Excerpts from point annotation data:
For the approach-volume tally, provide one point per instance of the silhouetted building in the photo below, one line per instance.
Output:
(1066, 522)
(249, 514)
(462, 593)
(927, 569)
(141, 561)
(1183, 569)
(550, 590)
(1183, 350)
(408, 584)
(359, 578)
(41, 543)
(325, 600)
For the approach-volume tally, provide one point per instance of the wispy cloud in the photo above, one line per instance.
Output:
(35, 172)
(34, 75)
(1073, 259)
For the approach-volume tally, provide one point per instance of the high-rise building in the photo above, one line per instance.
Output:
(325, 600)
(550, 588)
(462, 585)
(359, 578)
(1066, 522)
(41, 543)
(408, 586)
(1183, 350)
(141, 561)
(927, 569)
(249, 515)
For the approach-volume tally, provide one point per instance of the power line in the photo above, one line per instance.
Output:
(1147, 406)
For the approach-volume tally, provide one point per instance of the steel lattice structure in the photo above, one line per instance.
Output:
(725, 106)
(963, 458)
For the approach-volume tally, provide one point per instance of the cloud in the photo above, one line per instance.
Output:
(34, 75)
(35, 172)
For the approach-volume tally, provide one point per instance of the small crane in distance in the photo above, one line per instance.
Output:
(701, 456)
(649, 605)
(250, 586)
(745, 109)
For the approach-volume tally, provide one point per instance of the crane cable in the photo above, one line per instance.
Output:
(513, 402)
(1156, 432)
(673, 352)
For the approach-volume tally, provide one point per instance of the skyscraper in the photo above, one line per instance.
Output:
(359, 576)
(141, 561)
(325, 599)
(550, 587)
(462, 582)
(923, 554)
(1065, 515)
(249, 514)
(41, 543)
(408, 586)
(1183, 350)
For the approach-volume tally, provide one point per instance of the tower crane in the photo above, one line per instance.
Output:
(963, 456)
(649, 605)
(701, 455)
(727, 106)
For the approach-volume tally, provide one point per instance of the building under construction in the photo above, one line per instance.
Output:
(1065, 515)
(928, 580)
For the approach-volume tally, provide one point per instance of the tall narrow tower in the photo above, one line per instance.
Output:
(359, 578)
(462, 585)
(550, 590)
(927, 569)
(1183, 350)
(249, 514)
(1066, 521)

AIM: Please return the data above exactly as given.

RESPONSE TO THIS TASK:
For the approach-volume tally, provide one point per instance of the silhouetted building in the photo below, one line per instance.
Output:
(1066, 522)
(249, 514)
(462, 593)
(927, 569)
(141, 561)
(1183, 569)
(550, 590)
(1183, 350)
(408, 584)
(359, 578)
(41, 543)
(325, 600)
For the approach-volume tally, provide one point per instance of the wispy cloud in the photo above, one line per instance.
Output:
(35, 172)
(34, 75)
(1073, 259)
For the approach-volume tally, provide one point per instance of the high-rise building in the photo above, one line per instance.
Output:
(325, 600)
(550, 588)
(462, 585)
(359, 578)
(1066, 522)
(41, 543)
(408, 586)
(1183, 350)
(141, 561)
(927, 569)
(249, 515)
For the approach-volume tally, provide one point per instance of the power line in the photo above, one line per instance.
Output:
(1147, 406)
For the approach-volume tally, provide one point per instance of the steel lattice structure in the photo above, one line per instance.
Output:
(725, 106)
(963, 458)
For the approach-volume tally, provide one point per instance of the cloud in the photo above, one line per instance.
Output:
(34, 75)
(35, 172)
For the approach-volume tally, provide one point per instance of the small crane in distance in the photo above, one line per instance.
Output:
(701, 456)
(649, 605)
(250, 586)
(745, 109)
For the approach-volume tally, provide one point per instance of the crane cable in the photo above, one line per instance.
Output:
(513, 402)
(1156, 432)
(673, 352)
For the approach-volume tally, provide one point per instance of the skyscraper in the photo above, one line per instance.
Output:
(359, 576)
(141, 561)
(325, 599)
(550, 587)
(462, 582)
(923, 554)
(1065, 515)
(249, 514)
(41, 543)
(408, 586)
(1183, 350)
For the approach-volume tally, provide one point per instance of the tower crane in the photo above, one line per instance.
Output:
(963, 456)
(649, 605)
(701, 455)
(727, 106)
For the approach-volume tally, provide one point per instance of the building under construction in the photo above, one line per instance.
Output:
(1065, 515)
(928, 580)
For the approach-volume tally, provide one point per instance of the tall narrow tower in the photo above, one line per instance.
Output:
(359, 578)
(462, 585)
(550, 590)
(927, 569)
(1183, 350)
(249, 514)
(1066, 521)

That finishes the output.